Data entries:
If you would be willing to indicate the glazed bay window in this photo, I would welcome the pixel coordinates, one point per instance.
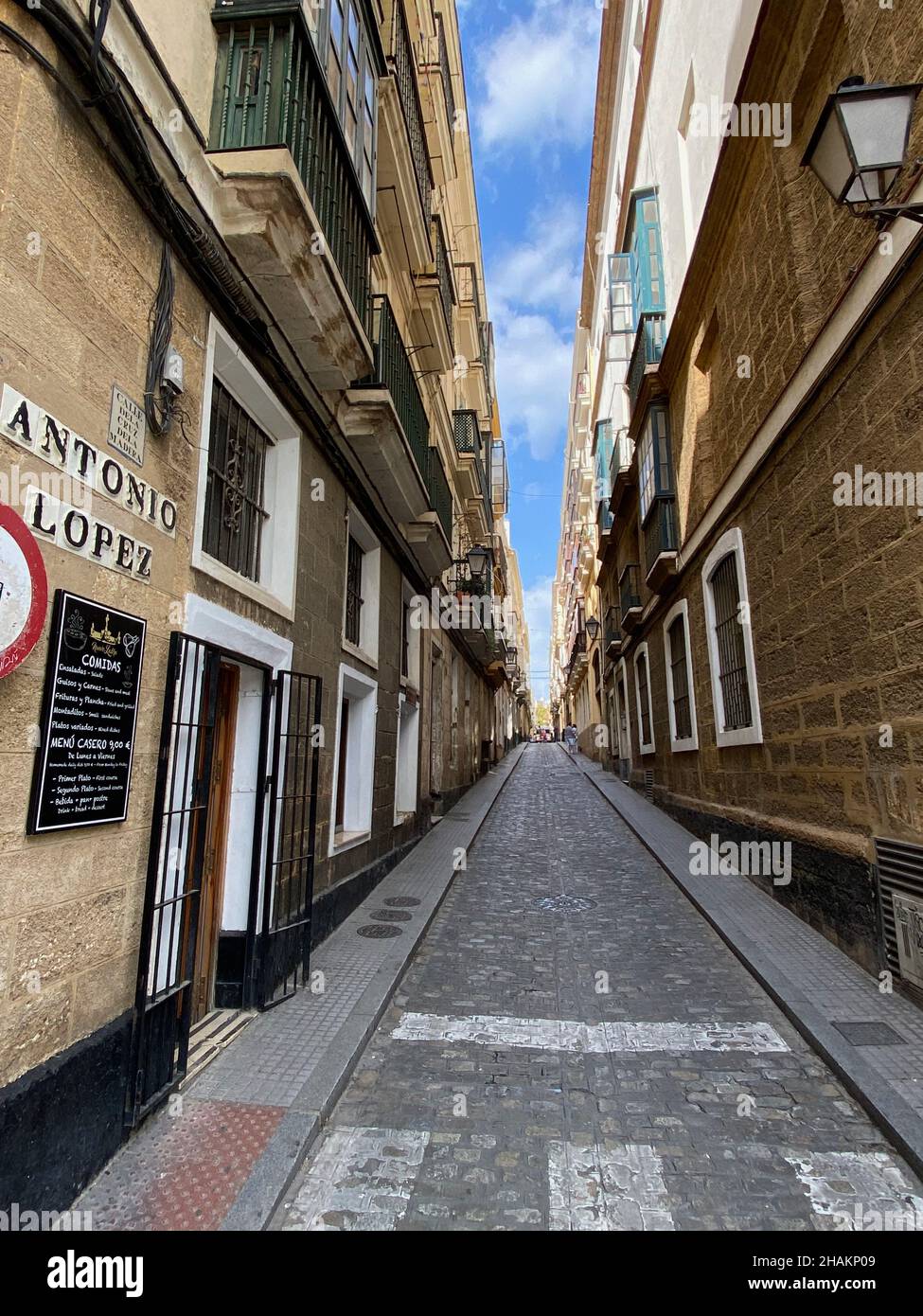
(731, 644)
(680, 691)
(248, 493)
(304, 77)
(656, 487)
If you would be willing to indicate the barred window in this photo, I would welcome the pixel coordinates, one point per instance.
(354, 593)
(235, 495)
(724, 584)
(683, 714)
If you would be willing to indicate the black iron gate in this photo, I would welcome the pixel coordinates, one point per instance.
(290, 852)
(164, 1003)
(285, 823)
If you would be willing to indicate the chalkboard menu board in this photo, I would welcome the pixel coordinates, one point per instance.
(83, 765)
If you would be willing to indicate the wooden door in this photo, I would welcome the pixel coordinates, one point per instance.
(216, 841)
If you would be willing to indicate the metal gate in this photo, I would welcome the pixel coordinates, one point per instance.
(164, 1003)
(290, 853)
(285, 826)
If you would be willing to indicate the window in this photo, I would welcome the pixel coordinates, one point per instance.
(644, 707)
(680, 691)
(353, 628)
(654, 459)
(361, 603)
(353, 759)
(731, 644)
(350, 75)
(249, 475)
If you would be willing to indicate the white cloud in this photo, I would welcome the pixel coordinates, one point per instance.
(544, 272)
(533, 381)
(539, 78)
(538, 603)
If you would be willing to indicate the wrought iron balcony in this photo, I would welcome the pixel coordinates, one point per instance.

--- WHAT IS REQUIRED ---
Print every entry above again without changing a word, and omit the pictures.

--- TASK SOLUTION ---
If you would be willing to indicate the glazed bay window in this photo, I would welcome the pixel coordinates, one point per instance.
(731, 644)
(680, 691)
(248, 493)
(304, 77)
(656, 487)
If you would be willing to indicate the barred window in this photo, I would welcome the pixel coordinates, one point per instance.
(354, 593)
(235, 495)
(724, 584)
(683, 714)
If you would be willing to indicate the black iron gate in this photo, I would welcome the pixel coordinates, one point per instance.
(290, 852)
(164, 1003)
(285, 823)
If you would be willing to indicate the chalkboard menu board in this photo, I would welcome the pixel coordinates, one point per instance.
(83, 765)
If you would be willing to indicate the wooden door in this photo, I would welcome the pixel coordinates, one point per instance.
(216, 841)
If you would be willing to indicate the metal gate in this photo, I would welcome the pixel coordinates, one point per instance.
(164, 1003)
(290, 853)
(285, 826)
If you would be willing to indicate the window in this photo, I would welcome the pixel coordinates, one point per instance.
(644, 707)
(680, 691)
(353, 628)
(654, 459)
(361, 603)
(353, 759)
(731, 644)
(350, 75)
(249, 475)
If you would be willing to indicate the white cloud in this photo, I would welcome the pixel coordinates, one point per instance.
(544, 272)
(533, 381)
(539, 78)
(538, 603)
If you would be willing to indicate the wrought iron balcony in this photo, I would welcome the pixel coordinates, one point per instance.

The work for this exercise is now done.